▶ **Supplied text**:
Skip to content
New issue

Have a question about this project? Sign up for a free GitHub account to open an issue and contact its maintainers and the community.

By clicking “Sign up for GitHub”, you agree to our terms of service and privacy statement. We’ll occasionally send you account related emails.

Already on GitHub? Sign in to your account

cusparseLtMatmul example is much slower than cublasGemmEx #228

Open
SimonSongg opened this issue Oct 24, 2024 · 6 comments
Open

cusparseLtMatmul example is much slower than cublasGemmEx #228

SimonSongg opened this issue Oct 24, 2024 · 6 comments

Comments

@SimonSongg
Copy link

SimonSongg commented Oct 24, 2024

Hi, guys,

I compiled the example code for cusparseLt here: https://github.com/NVIDIA/CUDALibrarySamples/tree/master/cuSPARSELt/matmul, which I used the default problem size, and used Nsight systems to profile the execution. I found it launched many kernels, which make the process slow:

cusparseLt:
Image
cublas:
Image

I then tried increase the problem size m, n, k to 320, 320, 640, cusparseLt is much slower,

cusparseLt:
Image
cublas:
Image

I used libcusparseLt.so.0.6.3.2, which is installed using apt-get following the official guide. CUDA version: 12.2; Hardware: NV A100
I am also wondering if it is expected that the libs are installed in /usr/lib/x86_64-linux-gnu but not the CUDA directory.

Any advice is appreciated! Thanks.

@j4yan
Copy link
Contributor

j4yan commented Oct 24, 2024

@SimonSongg Could you double check the data types and layouts are the same in cuSPARSELt and cuBLAS?

@SimonSongg
Copy link
Author

SimonSongg commented Oct 25, 2024

@SimonSongg Could you double check the data types and layouts are the same in cuSPARSELt and cuBLAS?

Hi @j4yan, thanks for reply. This is the code I used to test CUBLAS:

#include <iostream>
#include <cstdlib>
#include <cuda_runtime_api.h>
#include <cublas_v2.h>
using AB_t         = __half;
using C_t          = __half;
using COMPUTE_t    = float;
#define CHECK_CUDA(call)                                                     \
    {                                                                        \
        cudaError_t err = (call);                                            \
        if (err != cudaSuccess) {                                            \
            std::cerr << "CUDA error: " << cudaGetErrorString(err)           \
                      << " (code " << err << ") at " << __LINE__ << std::endl; \
            return EXIT_FAILURE;                                             \
        }                                                                    \
    }

#define CHECK_CUBLAS(call)                                                   \
    {                                                                        \
        cublasStatus_t err = (call);                                         \
        if (err != CUBLAS_STATUS_SUCCESS) {                                  \
            std::cerr << "cuBLAS error: " << err                             \
                      << " at " << __LINE__ << std::endl;                    \
            return EXIT_FAILURE;                                             \
        }                                                                    \
    }

int main() {
    constexpr int m = 320;
    constexpr int n = 320;
    constexpr int k = 640;
    float alpha = 1.0f;
    float beta = 1.0f;

    size_t sizeA = m * k * sizeof(__half);
    size_t sizeB = k * n * sizeof(__half);
    size_t sizeC = m * n * sizeof(__half);

    auto     hA             = new AB_t[sizeA / sizeof(AB_t)];
    auto     hB             = new AB_t[sizeB / sizeof(AB_t)];
    auto     hC             = new C_t[sizeC / sizeof(C_t)];

    // Initialize matrices
    for (int i = 0; i < m * k; i++)

▶ **Data lines**:
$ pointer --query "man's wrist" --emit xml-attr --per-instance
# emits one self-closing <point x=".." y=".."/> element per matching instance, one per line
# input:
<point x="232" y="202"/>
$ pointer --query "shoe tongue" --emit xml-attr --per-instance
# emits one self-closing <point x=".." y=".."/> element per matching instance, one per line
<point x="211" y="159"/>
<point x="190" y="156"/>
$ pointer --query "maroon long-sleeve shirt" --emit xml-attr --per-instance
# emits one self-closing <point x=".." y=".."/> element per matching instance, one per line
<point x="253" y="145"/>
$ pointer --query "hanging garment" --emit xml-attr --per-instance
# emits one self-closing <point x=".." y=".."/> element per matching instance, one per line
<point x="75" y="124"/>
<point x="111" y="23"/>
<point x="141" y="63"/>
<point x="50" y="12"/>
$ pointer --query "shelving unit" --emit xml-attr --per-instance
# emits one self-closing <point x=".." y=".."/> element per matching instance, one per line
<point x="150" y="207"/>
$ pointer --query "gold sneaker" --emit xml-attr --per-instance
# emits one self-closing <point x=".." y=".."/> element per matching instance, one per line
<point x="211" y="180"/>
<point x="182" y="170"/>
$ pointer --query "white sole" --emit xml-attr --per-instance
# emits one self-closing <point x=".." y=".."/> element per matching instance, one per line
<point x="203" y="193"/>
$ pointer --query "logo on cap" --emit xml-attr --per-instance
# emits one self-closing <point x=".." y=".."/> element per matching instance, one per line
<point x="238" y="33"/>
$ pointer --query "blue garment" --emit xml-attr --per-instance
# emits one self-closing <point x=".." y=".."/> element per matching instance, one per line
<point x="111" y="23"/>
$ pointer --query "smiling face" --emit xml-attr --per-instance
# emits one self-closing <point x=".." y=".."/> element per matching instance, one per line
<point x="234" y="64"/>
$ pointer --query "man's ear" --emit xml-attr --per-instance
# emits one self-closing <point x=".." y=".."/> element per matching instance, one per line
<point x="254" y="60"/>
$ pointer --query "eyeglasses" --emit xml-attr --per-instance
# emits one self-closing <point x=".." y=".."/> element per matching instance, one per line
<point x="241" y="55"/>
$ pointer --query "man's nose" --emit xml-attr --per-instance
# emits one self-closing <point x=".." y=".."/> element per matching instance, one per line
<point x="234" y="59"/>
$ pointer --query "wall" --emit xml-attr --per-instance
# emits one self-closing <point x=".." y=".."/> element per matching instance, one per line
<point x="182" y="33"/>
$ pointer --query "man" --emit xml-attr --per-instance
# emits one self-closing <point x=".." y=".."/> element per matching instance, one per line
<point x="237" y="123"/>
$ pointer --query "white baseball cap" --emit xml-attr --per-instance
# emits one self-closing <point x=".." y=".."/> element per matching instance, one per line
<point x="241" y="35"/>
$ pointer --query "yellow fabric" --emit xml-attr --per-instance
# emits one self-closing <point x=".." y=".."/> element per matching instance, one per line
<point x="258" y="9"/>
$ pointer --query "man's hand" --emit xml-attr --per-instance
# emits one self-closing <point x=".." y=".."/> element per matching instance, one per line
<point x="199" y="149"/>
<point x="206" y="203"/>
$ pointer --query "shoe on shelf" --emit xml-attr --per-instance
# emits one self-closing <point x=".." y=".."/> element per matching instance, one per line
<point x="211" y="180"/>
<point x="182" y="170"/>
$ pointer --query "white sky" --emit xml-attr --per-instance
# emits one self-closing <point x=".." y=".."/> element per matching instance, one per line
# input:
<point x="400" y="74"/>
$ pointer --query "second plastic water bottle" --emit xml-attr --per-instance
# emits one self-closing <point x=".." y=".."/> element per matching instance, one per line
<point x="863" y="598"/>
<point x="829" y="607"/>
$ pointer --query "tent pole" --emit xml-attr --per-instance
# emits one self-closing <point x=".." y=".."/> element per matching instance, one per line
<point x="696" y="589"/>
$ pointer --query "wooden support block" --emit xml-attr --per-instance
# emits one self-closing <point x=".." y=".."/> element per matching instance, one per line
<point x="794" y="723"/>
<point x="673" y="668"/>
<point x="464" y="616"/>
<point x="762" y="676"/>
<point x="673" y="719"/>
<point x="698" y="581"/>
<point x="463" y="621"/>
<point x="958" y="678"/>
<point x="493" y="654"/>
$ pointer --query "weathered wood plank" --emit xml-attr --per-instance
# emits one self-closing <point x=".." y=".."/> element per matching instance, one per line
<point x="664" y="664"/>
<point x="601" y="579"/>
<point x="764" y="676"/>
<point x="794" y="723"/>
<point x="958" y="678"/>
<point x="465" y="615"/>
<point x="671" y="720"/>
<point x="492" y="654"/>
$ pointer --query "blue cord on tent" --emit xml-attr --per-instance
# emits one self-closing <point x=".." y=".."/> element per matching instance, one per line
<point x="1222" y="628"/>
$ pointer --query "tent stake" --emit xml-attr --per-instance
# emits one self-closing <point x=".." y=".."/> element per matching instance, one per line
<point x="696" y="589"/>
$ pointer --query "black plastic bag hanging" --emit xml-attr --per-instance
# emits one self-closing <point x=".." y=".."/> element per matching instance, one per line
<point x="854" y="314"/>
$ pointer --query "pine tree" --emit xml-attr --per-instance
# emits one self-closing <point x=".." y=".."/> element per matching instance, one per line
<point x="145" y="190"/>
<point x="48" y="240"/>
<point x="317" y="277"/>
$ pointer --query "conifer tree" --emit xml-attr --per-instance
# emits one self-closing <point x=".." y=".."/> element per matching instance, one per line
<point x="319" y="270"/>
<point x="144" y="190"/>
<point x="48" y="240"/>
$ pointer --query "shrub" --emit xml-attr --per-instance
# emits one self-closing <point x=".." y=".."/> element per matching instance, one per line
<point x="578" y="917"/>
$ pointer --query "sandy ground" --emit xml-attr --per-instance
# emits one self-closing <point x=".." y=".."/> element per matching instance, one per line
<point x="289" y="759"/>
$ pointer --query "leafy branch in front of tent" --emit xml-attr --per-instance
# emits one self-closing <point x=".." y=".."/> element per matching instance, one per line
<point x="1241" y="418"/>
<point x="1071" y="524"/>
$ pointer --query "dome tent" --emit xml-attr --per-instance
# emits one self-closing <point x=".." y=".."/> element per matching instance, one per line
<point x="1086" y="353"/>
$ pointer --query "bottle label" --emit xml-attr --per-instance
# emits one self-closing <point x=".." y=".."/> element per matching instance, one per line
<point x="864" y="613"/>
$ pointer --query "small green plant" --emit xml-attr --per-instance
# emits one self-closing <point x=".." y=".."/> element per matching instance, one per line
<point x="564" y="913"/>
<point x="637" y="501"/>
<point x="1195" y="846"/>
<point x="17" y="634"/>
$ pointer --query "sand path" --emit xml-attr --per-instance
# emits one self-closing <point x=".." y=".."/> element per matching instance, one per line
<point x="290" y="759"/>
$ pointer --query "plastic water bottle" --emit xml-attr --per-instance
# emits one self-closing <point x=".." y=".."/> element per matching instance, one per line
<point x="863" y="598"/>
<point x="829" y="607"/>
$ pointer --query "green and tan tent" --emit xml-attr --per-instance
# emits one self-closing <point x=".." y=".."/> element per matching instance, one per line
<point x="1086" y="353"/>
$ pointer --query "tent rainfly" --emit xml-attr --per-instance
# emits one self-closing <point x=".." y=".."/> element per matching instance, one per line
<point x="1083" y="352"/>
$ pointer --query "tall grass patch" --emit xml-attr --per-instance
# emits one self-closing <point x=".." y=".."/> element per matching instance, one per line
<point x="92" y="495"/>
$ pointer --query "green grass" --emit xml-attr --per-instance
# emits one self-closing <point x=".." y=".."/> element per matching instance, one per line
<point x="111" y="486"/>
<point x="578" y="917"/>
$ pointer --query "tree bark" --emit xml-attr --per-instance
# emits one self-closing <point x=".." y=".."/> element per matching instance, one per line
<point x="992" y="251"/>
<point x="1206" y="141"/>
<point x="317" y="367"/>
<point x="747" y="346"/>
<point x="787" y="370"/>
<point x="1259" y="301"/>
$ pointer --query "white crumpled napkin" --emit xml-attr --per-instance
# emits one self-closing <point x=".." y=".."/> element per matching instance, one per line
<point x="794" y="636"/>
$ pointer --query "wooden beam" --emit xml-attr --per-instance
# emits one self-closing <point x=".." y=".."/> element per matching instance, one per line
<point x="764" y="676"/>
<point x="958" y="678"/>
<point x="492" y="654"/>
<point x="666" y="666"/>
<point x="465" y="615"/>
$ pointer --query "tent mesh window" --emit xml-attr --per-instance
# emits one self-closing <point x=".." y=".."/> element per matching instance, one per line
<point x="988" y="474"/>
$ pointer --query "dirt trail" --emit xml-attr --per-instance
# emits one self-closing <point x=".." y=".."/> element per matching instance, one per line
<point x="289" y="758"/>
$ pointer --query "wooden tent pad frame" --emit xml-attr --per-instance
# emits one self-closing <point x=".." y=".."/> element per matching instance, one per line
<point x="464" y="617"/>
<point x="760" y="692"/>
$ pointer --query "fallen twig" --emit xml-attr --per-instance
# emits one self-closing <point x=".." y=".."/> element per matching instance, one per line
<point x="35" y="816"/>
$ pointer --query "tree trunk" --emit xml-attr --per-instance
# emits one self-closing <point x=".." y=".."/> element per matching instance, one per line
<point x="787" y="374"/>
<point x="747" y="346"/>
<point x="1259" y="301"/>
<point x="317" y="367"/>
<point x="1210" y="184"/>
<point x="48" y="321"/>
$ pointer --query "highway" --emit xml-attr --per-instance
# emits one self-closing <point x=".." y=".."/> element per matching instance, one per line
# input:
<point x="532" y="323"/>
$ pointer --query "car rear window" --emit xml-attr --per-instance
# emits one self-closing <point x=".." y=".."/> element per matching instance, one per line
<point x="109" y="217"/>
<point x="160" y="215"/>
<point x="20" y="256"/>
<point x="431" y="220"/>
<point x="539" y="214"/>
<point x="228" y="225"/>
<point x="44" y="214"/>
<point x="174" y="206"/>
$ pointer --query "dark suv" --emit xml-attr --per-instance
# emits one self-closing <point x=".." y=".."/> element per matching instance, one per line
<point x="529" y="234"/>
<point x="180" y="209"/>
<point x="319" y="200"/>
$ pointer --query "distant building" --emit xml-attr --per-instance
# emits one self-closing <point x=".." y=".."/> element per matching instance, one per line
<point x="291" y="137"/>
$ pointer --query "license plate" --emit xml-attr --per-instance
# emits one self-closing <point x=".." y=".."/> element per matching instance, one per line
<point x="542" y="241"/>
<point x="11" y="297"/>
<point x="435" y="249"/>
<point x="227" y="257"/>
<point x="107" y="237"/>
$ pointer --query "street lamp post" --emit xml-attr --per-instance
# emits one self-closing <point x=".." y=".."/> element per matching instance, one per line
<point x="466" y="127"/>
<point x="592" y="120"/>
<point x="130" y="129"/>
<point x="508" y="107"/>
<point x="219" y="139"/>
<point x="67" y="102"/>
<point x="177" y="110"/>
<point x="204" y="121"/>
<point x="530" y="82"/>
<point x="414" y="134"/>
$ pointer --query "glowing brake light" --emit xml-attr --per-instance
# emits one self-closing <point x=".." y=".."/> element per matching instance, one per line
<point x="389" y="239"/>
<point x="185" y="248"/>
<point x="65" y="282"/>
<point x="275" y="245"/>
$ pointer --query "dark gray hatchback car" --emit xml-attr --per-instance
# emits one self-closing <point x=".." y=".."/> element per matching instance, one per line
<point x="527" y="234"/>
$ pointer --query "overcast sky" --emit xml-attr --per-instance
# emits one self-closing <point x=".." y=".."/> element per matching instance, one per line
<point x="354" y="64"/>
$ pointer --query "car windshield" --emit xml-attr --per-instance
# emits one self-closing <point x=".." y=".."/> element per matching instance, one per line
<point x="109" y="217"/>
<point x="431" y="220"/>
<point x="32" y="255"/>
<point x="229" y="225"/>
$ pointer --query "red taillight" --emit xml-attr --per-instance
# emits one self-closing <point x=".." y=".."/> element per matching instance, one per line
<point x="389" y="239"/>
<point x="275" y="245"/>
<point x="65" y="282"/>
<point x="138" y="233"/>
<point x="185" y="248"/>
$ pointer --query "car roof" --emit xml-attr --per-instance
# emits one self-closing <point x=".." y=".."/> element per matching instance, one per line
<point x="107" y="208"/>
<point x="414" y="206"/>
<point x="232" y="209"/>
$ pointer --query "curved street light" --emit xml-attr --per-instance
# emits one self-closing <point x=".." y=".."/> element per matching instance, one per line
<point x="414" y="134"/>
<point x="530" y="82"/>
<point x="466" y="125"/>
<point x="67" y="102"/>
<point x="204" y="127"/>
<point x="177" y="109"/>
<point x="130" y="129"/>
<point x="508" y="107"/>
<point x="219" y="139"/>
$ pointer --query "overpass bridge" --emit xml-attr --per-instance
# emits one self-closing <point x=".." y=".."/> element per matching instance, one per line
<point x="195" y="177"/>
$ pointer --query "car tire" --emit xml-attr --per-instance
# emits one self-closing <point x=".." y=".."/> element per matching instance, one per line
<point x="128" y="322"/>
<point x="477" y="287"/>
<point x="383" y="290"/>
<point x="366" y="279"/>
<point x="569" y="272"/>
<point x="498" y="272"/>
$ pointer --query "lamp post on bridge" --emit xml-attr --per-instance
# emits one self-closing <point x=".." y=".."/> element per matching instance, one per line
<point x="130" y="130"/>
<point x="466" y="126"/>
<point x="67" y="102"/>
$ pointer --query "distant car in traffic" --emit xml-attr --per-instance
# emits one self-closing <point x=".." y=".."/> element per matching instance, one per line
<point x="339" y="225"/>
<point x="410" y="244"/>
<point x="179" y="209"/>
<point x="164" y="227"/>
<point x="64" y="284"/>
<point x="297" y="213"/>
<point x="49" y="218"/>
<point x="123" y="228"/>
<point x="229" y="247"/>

▶ **Required tasks**:
A) Which version of the cusparseLt library does the author of the cusparseLt issue thread report having installed?
B) Pick up the cusparseLt issue thread at its last line and write the next part.
The records play no part in this work.

▶ **Responses per task**:
A) libcusparseLt.so.0.6.3.2, installed with apt-get.

B)
        hA[i] = static_cast<AB_t>(static_cast<float>(std::rand() % 5 - 2)); // -2 ~ 2

    for (int i = 0; i < k * n; I++)
        hB[i] = static_cast<AB_t>(static_cast<float>(std::rand() % 5 - 2));

    for (int i = 0; i < m * n; I++)
        hC[i] = static_cast<C_t>(static_cast<float>(std::rand() % 5 - 2));

    float *dA, *dB, *dC;
    CHECK_CUDA(cudaMalloc((void**)&dA, sizeA));
    CHECK_CUDA(cudaMalloc((void**)&dB, sizeB));
    CHECK_CUDA(cudaMalloc((void**)&dC, sizeC));

    CHECK_CUDA(cudaMemcpy(dA, hA, sizeA, cudaMemcpyHostToDevice));
    CHECK_CUDA(cudaMemcpy(dB, hB, sizeB, cudaMemcpyHostToDevice));
    CHECK_CUDA(cudaMemcpy(dC, hC, sizeC, cudaMemcpyHostToDevice));
    cublasHandle_t handle;
    CHECK_CUBLAS(cublasCreate(&handle));

    // CUDA Timer setup
    cudaEvent_t start, stop;
    CHECK_CUDA(cudaEventCreate(&start));
    CHECK_CUDA(cudaEventCreate(&stop));
    
    CHECK_CUDA(cudaEventRecord(start, nullptr));
    
    CHECK_CUBLAS(cublasGemmEx(handle,
                              CUBLAS_OP_N, CUBLAS_OP_N,
                              m, n, k,
                              &alpha,
                              dA, CUDA_R_16F, m,
                              dB, CUDA_R_16F, k,
                              &beta,
                              dC, CUDA_R_16F, m,
                              CUDA_R_32F,
                              CUBLAS_GEMM_DEFAULT));

    CHECK_CUDA(cudaEventRecord(stop, nullptr));
    CHECK_CUDA(cudaEventSynchronize(stop));

    float milliseconds = 0;
    CHECK_CUDA(cudaEventElapsedTime(&milliseconds, start, stop));
    std::cout << "Matrix multiplication took " << milliseconds << " ms" << std::endl;

    CHECK_CUDA(cudaMemcpy(hC, dC, sizeC, cudaMemcpyDeviceToHost));

    // Cleanup
    cudaFree(dA);
    cudaFree(dB);
    cudaFree(dC);
    free(hA);
    free(hB);
    free(hC);
    cublasDestroy(handle);

    return 0;
}

I tried to use FP16 to align with the example code provided for cuSPARSELt. Still the same conclusion.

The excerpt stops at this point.